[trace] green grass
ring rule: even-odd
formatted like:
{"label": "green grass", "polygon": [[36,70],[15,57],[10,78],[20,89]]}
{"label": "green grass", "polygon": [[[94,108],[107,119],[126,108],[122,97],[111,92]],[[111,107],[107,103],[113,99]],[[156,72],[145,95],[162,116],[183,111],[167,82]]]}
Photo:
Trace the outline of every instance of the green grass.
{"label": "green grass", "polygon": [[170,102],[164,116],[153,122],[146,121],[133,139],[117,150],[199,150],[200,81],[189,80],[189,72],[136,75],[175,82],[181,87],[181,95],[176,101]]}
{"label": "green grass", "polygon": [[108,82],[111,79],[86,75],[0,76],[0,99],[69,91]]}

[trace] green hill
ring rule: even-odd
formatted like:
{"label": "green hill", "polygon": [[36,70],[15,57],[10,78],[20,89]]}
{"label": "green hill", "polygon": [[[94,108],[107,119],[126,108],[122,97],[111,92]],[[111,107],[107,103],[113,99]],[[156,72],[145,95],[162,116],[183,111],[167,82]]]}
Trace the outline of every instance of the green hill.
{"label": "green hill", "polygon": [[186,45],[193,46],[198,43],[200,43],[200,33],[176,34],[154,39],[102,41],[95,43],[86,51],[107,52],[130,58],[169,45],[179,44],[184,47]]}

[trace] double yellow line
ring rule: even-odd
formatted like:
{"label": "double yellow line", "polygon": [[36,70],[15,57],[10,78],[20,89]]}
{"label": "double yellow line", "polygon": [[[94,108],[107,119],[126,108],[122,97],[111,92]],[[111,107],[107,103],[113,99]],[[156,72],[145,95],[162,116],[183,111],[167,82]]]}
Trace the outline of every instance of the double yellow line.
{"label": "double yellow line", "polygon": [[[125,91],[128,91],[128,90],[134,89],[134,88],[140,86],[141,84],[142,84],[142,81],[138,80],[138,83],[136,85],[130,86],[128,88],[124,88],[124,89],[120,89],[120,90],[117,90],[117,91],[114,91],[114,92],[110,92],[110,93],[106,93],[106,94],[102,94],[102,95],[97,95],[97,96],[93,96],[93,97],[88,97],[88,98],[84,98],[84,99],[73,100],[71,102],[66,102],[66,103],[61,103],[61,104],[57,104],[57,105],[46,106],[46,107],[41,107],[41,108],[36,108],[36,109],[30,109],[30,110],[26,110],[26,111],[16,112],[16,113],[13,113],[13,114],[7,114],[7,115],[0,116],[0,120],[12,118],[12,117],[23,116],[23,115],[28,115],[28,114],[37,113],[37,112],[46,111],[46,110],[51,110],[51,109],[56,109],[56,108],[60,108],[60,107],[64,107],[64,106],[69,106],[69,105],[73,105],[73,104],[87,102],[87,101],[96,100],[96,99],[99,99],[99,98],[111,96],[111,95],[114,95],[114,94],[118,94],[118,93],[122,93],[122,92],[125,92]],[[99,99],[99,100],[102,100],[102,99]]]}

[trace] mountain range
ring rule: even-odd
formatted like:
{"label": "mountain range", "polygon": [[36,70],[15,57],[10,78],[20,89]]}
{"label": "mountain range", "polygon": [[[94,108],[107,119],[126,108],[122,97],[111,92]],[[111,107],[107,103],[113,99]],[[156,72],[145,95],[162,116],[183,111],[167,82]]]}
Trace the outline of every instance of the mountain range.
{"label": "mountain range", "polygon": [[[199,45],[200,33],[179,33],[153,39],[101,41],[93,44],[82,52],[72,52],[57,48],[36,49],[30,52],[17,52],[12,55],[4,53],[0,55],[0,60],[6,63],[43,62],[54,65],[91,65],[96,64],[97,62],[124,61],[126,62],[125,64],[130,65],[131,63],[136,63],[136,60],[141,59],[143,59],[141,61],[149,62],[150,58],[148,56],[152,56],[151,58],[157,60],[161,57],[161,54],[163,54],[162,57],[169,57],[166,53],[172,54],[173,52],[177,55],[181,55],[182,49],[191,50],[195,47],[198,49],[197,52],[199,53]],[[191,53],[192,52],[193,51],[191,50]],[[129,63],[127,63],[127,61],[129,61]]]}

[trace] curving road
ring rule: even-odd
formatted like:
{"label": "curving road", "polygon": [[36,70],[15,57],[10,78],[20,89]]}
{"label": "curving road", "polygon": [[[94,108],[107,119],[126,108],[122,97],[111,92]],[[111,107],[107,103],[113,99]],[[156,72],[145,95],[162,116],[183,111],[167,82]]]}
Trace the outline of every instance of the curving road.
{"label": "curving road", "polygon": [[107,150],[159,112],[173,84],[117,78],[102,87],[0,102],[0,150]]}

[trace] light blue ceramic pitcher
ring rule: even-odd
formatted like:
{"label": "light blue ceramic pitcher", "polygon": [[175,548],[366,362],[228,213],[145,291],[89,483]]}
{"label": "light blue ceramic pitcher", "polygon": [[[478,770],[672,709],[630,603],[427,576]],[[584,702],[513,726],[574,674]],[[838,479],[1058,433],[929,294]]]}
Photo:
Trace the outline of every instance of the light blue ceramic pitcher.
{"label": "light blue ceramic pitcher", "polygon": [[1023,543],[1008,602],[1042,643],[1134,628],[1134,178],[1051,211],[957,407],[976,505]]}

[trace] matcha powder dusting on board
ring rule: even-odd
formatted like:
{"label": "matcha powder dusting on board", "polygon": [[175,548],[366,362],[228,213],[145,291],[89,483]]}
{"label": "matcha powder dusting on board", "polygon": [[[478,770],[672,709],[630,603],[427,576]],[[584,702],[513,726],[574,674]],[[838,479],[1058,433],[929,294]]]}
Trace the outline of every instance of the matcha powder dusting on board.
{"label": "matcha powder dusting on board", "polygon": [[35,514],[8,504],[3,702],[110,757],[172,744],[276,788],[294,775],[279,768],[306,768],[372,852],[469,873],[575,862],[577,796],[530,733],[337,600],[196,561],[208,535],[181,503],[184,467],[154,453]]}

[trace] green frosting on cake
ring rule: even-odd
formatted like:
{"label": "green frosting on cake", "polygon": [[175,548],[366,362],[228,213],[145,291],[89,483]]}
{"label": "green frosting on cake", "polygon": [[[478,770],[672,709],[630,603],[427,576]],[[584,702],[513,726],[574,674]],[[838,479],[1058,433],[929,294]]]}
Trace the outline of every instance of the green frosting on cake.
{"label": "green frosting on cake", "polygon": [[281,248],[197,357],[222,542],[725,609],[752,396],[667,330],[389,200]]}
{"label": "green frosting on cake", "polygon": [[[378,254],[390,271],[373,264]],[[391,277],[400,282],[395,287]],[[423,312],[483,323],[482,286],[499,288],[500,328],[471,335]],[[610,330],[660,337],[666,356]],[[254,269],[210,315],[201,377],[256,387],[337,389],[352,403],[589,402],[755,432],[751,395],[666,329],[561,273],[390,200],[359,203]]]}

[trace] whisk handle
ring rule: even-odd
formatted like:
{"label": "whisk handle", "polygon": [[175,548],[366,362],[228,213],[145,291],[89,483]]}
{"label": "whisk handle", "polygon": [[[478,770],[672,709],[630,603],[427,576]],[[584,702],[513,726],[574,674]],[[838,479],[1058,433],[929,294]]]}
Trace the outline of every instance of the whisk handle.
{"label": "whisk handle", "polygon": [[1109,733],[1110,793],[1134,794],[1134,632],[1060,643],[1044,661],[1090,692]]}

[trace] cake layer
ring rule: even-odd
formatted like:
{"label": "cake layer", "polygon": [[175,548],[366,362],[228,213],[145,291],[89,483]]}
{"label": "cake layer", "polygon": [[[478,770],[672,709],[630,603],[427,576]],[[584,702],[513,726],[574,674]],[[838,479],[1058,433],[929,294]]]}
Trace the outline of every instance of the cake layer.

→ Prompt
Write out the entries in full, exactly as given.

→ Final result
[trace] green grass
ring rule: even-odd
formatted like:
{"label": "green grass", "polygon": [[36,70],[15,57],[10,78],[20,89]]}
{"label": "green grass", "polygon": [[[94,108],[107,119],[126,108],[122,97],[111,92]],[[111,107],[107,103],[113,99]],[[156,72],[145,95],[162,116],[183,111],[167,82]]]}
Photo:
Trace the outline of every instance of the green grass.
{"label": "green grass", "polygon": [[170,102],[164,116],[153,122],[146,121],[133,139],[117,150],[199,150],[200,81],[189,80],[189,72],[136,75],[175,82],[181,87],[181,95],[176,101]]}
{"label": "green grass", "polygon": [[108,82],[111,79],[86,75],[0,76],[0,99],[69,91]]}

[trace] green hill
ring rule: even-odd
formatted like:
{"label": "green hill", "polygon": [[36,70],[15,57],[10,78],[20,89]]}
{"label": "green hill", "polygon": [[[94,108],[107,119],[126,108],[122,97],[111,92]],[[111,107],[107,103],[113,99]],[[156,72],[145,95],[162,116],[183,111],[167,82]]]}
Trace the outline of every instance of the green hill.
{"label": "green hill", "polygon": [[186,45],[193,46],[198,43],[200,43],[200,33],[176,34],[154,39],[102,41],[95,43],[86,51],[107,52],[130,58],[169,45],[179,44],[184,47]]}

[trace] double yellow line
ring rule: even-odd
formatted like:
{"label": "double yellow line", "polygon": [[36,70],[15,57],[10,78],[20,89]]}
{"label": "double yellow line", "polygon": [[[94,108],[107,119],[126,108],[122,97],[111,92]],[[111,107],[107,103],[113,99]],[[156,72],[145,95],[162,116],[183,111],[167,82]]]}
Trace the outline of every instance of the double yellow line.
{"label": "double yellow line", "polygon": [[[125,91],[128,91],[128,90],[134,89],[134,88],[140,86],[141,84],[142,84],[142,81],[138,80],[138,83],[136,85],[130,86],[128,88],[124,88],[124,89],[120,89],[120,90],[117,90],[117,91],[114,91],[114,92],[110,92],[110,93],[106,93],[106,94],[102,94],[102,95],[97,95],[97,96],[93,96],[93,97],[88,97],[88,98],[84,98],[84,99],[73,100],[71,102],[66,102],[66,103],[61,103],[61,104],[57,104],[57,105],[46,106],[46,107],[41,107],[41,108],[36,108],[36,109],[30,109],[30,110],[26,110],[26,111],[16,112],[16,113],[13,113],[13,114],[7,114],[7,115],[0,116],[0,120],[12,118],[12,117],[23,116],[23,115],[28,115],[28,114],[37,113],[37,112],[46,111],[46,110],[51,110],[51,109],[56,109],[56,108],[60,108],[60,107],[64,107],[64,106],[69,106],[69,105],[73,105],[73,104],[87,102],[87,101],[96,100],[96,99],[99,99],[99,98],[111,96],[111,95],[114,95],[114,94],[118,94],[118,93],[122,93],[122,92],[125,92]],[[99,99],[99,100],[102,100],[102,99]]]}

[trace] mountain range
ring rule: even-odd
formatted like:
{"label": "mountain range", "polygon": [[36,70],[15,57],[10,78],[20,89]]}
{"label": "mountain range", "polygon": [[[94,108],[107,119],[126,108],[122,97],[111,92]],[[111,107],[107,103],[113,99]],[[156,72],[145,95],[162,116],[183,111],[167,82]]]}
Trace the outline of every instance of the mountain range.
{"label": "mountain range", "polygon": [[[199,45],[200,33],[179,33],[153,39],[101,41],[93,44],[82,52],[72,52],[57,48],[36,49],[30,52],[17,52],[12,55],[4,53],[0,55],[0,60],[6,63],[43,62],[54,65],[91,65],[96,64],[97,62],[124,61],[126,62],[125,64],[130,65],[131,63],[136,63],[136,60],[141,59],[143,59],[141,61],[149,62],[150,58],[148,56],[152,56],[151,58],[157,60],[161,57],[161,54],[163,54],[162,57],[169,57],[166,53],[172,54],[173,52],[177,55],[181,55],[182,49],[191,50],[195,47],[198,49],[197,52],[199,53]],[[191,53],[192,52],[193,51],[191,50]],[[129,63],[127,63],[127,61],[129,61]]]}

[trace] curving road
ring rule: even-odd
formatted like:
{"label": "curving road", "polygon": [[36,70],[15,57],[10,78],[20,89]]}
{"label": "curving road", "polygon": [[[94,108],[107,119],[126,108],[122,97],[111,92]],[[111,107],[107,103],[113,99]],[[156,72],[145,95],[162,116],[183,111],[167,82]]]}
Trace the outline of every instance of the curving road.
{"label": "curving road", "polygon": [[107,150],[159,112],[173,84],[117,78],[102,87],[0,102],[0,150]]}

[trace] light blue ceramic pitcher
ring rule: even-odd
formatted like:
{"label": "light blue ceramic pitcher", "polygon": [[175,548],[366,362],[228,213],[145,291],[89,483]]}
{"label": "light blue ceramic pitcher", "polygon": [[[478,770],[672,709],[630,603],[427,576]],[[584,702],[513,726],[574,674]],[[838,479],[1058,433],[929,294]]]}
Photo:
Trace the outline of every instance of the light blue ceramic pitcher.
{"label": "light blue ceramic pitcher", "polygon": [[1023,543],[1008,602],[1042,643],[1134,628],[1134,178],[1051,211],[957,407],[976,505]]}

[trace] matcha powder dusting on board
ring rule: even-odd
formatted like:
{"label": "matcha powder dusting on board", "polygon": [[175,548],[366,362],[228,213],[145,291],[89,483]]}
{"label": "matcha powder dusting on board", "polygon": [[[478,770],[672,709],[630,603],[427,576]],[[584,702],[513,726],[574,674]],[[838,479],[1058,433],[929,294]]]}
Trace the outline of every instance of the matcha powder dusting on board.
{"label": "matcha powder dusting on board", "polygon": [[35,514],[8,504],[3,702],[110,757],[172,744],[276,788],[294,775],[279,768],[306,768],[372,852],[469,873],[575,862],[577,796],[530,733],[337,600],[196,561],[208,535],[181,503],[184,467],[154,453]]}

[trace] green frosting on cake
ring rule: even-odd
formatted like:
{"label": "green frosting on cake", "polygon": [[175,548],[366,362],[228,213],[145,291],[89,483]]}
{"label": "green frosting on cake", "polygon": [[[478,770],[672,709],[630,603],[427,576]],[[584,702],[513,726],[574,674]],[[838,479],[1058,433],[929,294]]]}
Trace the outline of every instance of the green frosting on cake.
{"label": "green frosting on cake", "polygon": [[281,248],[197,357],[222,542],[725,609],[752,396],[667,330],[389,200]]}
{"label": "green frosting on cake", "polygon": [[[378,254],[390,271],[373,264]],[[391,277],[400,282],[395,287]],[[423,312],[483,323],[482,286],[499,288],[500,328],[471,335]],[[610,330],[660,337],[666,356]],[[254,269],[210,315],[201,377],[256,387],[337,389],[352,403],[589,402],[755,432],[751,395],[666,329],[561,273],[390,200],[359,203]]]}

[trace] whisk handle
ring rule: even-odd
formatted like:
{"label": "whisk handle", "polygon": [[175,548],[366,362],[228,213],[145,291],[89,483]]}
{"label": "whisk handle", "polygon": [[[478,770],[672,709],[630,603],[427,576]],[[584,702],[513,726],[574,674]],[[838,479],[1058,433],[929,294]]]}
Trace the outline of every instance of the whisk handle.
{"label": "whisk handle", "polygon": [[1109,733],[1110,793],[1134,794],[1134,632],[1060,643],[1044,661],[1090,692]]}

[trace] cake layer
ring rule: even-odd
formatted like:
{"label": "cake layer", "polygon": [[175,548],[366,362],[228,213],[145,291],[89,483]]}
{"label": "cake layer", "polygon": [[[478,770],[672,709],[630,603],[427,576]],[[584,702],[513,726],[574,674]],[[838,479],[1058,433],[929,294]]]}
Trace the outline of every instance of the cake layer.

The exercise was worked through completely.